Nevertheless, there is a lot of good advice, packaged in a series of charts and acronyms. For instance, if you need to confront someone in a situation where you might otherwise either keep silent or else make muttered asides or explode into full anger, remember STATE (2002:124). That is Share your facts; Tell your story; Ask for others’ paths; Talk tentatively; Encourage testing. The ‘path’ referred to is their term for the route from perception to action:
“See/hear Ù Tell a story (to yourself) Ù Feel Ù Act”
This is similar to Senge’s ‘ladder of inference’ (Senge et al 1994:242ff): The key point is that the story we tell ourselves belongs to us alone and we have the option of telling a different story and so evoking different feelings within ourselves and thus different actions. By sharing our stories we increase the pool of meaning and offer the chance for genuine dialogue to take place.
(See also http://www.crucialconversations.com)
One of the first books to look at organisations as networks of conversation was Computers & Cognition by Terry Winograd and Fernando Flores. In it they propose the idea that organisations are networks of commitments. A commitment is an implied promise made in a speech act (1986:59). There is an implied contract made between speaker and listener even if the speech act itself is not a commissive (a commitment to future action). For instance an assertive such as, “This ring is pure gold” implies a commitment to truth. If the listener subsequently discovers that the ring was brass, a commitment will have been broken. Similarly, a declarative such as, “You’ve definitely got the job” implies a commitment to future action; the speaker may not be in a position to undertake the action personally but does imply that they have certain knowledge that the action will occur.
Because there is an implied contract in every speech act, all conversations are relational. Meaning arises in listening to the commitments expressed in speech acts. Furthermore, how we talk about the world emerges in recurrent patterns of breakdown (where one party believes that the commitment is satisfied and the other does not) and the potential for discourse about grounding (one party persuades the other that the commitment is indeed satisfied). (1986:68)

--- Dataset records ---
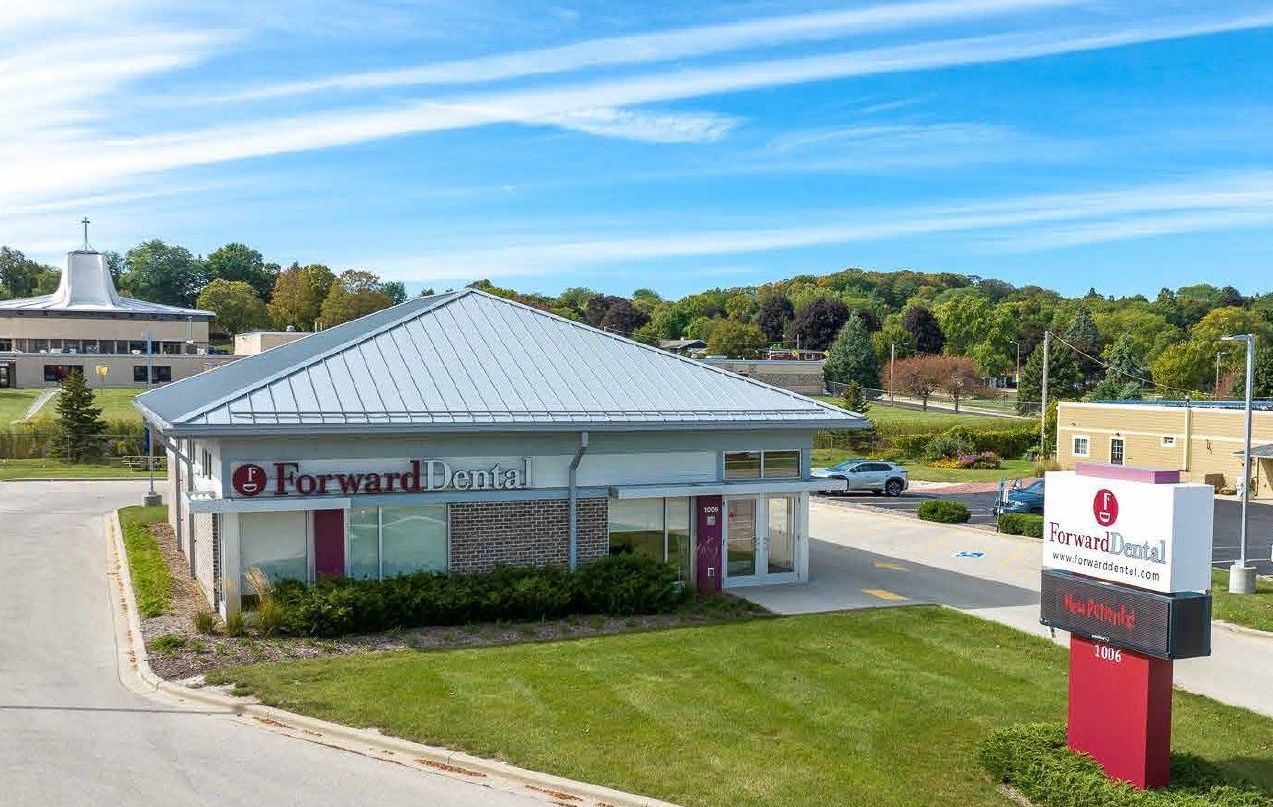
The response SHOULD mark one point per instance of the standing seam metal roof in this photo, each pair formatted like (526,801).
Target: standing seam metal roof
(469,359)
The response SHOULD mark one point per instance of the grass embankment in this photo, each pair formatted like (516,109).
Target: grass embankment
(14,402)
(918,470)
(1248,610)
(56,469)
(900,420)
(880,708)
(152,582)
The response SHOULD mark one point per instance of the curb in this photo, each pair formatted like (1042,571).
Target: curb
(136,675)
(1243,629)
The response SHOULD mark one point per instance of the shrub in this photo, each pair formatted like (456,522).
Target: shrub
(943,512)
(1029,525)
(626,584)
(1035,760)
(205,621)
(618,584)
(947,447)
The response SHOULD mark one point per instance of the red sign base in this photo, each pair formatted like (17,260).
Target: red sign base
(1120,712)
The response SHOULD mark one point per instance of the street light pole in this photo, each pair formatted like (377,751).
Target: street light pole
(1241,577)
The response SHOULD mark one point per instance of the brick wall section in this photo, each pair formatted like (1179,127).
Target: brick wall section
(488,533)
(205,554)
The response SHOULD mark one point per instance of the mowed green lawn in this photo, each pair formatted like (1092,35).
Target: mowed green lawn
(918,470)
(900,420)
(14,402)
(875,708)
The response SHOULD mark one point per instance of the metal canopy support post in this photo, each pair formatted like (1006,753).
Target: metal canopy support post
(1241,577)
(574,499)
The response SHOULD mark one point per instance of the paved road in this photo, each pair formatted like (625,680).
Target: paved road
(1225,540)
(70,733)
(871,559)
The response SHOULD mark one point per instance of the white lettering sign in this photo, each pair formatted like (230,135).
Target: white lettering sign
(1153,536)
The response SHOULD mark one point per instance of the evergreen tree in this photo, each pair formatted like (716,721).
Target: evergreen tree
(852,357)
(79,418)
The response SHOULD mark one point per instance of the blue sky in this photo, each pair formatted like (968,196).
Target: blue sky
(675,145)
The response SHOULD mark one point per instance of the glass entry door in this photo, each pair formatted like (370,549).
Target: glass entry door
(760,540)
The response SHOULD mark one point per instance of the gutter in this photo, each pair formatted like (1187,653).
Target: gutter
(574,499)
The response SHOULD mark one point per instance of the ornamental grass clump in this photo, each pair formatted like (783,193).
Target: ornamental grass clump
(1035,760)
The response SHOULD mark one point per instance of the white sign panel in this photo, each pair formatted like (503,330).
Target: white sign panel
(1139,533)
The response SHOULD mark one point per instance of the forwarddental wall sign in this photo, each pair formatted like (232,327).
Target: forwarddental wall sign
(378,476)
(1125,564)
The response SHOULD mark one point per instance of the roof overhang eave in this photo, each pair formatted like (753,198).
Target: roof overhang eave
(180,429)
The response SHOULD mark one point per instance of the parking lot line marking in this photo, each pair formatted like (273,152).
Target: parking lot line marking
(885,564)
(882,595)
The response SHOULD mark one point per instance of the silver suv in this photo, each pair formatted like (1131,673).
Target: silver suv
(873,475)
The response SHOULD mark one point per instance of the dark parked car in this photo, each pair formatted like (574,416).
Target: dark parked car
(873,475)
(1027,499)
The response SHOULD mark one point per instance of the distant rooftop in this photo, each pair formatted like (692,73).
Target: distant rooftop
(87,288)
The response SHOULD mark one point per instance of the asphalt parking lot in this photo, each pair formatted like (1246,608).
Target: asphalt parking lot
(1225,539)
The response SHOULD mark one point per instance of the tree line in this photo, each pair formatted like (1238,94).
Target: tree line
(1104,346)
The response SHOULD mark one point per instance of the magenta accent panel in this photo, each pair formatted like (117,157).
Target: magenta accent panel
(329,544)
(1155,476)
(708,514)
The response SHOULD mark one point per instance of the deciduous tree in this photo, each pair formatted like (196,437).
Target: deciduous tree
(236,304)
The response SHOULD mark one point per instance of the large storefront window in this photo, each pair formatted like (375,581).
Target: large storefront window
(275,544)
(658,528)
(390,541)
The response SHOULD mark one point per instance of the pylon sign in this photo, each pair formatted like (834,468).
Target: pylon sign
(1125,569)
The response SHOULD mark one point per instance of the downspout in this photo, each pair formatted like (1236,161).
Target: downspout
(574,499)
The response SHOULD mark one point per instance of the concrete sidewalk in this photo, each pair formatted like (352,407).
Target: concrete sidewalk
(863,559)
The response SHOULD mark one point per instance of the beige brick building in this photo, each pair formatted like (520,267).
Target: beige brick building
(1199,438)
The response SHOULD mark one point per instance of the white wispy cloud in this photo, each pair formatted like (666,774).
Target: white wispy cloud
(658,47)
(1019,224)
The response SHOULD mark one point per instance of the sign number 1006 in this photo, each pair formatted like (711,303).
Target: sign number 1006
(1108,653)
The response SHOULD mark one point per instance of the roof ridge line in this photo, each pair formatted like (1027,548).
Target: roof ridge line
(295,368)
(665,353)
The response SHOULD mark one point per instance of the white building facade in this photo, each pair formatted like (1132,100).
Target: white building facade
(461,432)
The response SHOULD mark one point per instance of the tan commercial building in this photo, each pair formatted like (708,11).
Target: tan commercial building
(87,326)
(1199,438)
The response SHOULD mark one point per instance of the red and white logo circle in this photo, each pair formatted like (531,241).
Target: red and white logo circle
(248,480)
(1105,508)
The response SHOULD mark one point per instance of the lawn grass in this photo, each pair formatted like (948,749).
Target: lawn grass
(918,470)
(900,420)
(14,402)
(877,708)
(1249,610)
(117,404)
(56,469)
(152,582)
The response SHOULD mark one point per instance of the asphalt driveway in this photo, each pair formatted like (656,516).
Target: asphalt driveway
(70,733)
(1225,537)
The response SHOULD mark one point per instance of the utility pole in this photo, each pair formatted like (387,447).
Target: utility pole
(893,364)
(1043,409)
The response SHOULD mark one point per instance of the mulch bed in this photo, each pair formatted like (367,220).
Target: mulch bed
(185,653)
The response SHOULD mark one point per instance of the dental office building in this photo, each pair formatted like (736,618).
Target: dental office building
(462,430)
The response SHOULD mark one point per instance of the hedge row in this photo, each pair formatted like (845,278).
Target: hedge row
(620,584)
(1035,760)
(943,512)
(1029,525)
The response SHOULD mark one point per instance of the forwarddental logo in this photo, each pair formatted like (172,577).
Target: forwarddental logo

--- Work to be completed ---
Carry the excerpt on conversations in organizations forward from its final sentence. The lines stand apart from the excerpt on conversations in organizations.

--- Answer space ---
It is these ever-shifting networks of requests and promises which make up the fabric of the organisation. Flores hypothesises that work flow consists of a series of interlocking loops of speech acts of the following basic shape:
|
There are four speech acts, or equivalents, in the loop:
1. Customer: I request
2. Performer: I promise
3. Performer: I am done
4. Customer: I am satisfied
Of course, the performer will often need to engage others in order to satisfy the request. He or she will then become the customer in one or more loops and so the interactions ripple out throughout the organisation. For more on Flores' methods see an article in Center for Quality of Management Journal. Flores started his own consultancy to use his approach. This was later taken over by VISION Consulting, which still uses a commitments-based approach.
Flores has developed his insights further with work on Trust and Assessment. A 1998 article in Fast Company offers an insight into how he works with organisations.
Some patterns of narrative flow and meaning spread out from individual conversations and seem to take on a life of their own. We call these stories. We tell stories all the time. Even the simplest story can have a great impact. While I was at the BBC a new head of department arrived, having been recruited from a commercial environment. She told a lot of new stories. The simplest was only one word long—she started referring to the ‘business’ instead of to the ‘department’. The implications were huge and the responses were sharp. Some people hated it, others began to see new possibilities. Eventually a new culture emerged as people started to have different conversations about the way we did things and the way we might do things in the future. In the following sections I am going offer some notes on a number of approaches to storytelling and conversation in organisational life.
Stephen Denning (2001), writes about his experience of discovering and telling stories which can make a significant different in helping people see new possibilities for the future. Denning worked at the World Bank and was keen that they should share their knowledge and expertise with the developing world. Yet whenever he put forward his ideas they seemed to fall on stony ground.
One day he heard of a health worker in a remote town in Zambia who was able to log onto a health website and immediately access the latest information about the treatment of malaria. “Wouldn’t it be good if the Bank were able to share its knowledge in the same way?”, he wonders. In the coming weeks Denning uses the story in presentations. What he notices is that this little episode, with the same question he asked himself, is remarkably effective in opening people to explore new options—much more so than reams of analysis and clever PowerPoint presentations.
Denning’s book explores the beginnings of his discovery and the way in which he developed his approach. Interestingly, he also notes that, “…my experience was that storytelling, more than stories per se, was having the impact. The look of the eye, the intonation of the voice, the way the body was held, the import of a subtle pause, and my own response to the audience’s responses—all these seemed to make an immense contribution to the meaning of a story for my audiences.” (Denning 2001:xxii).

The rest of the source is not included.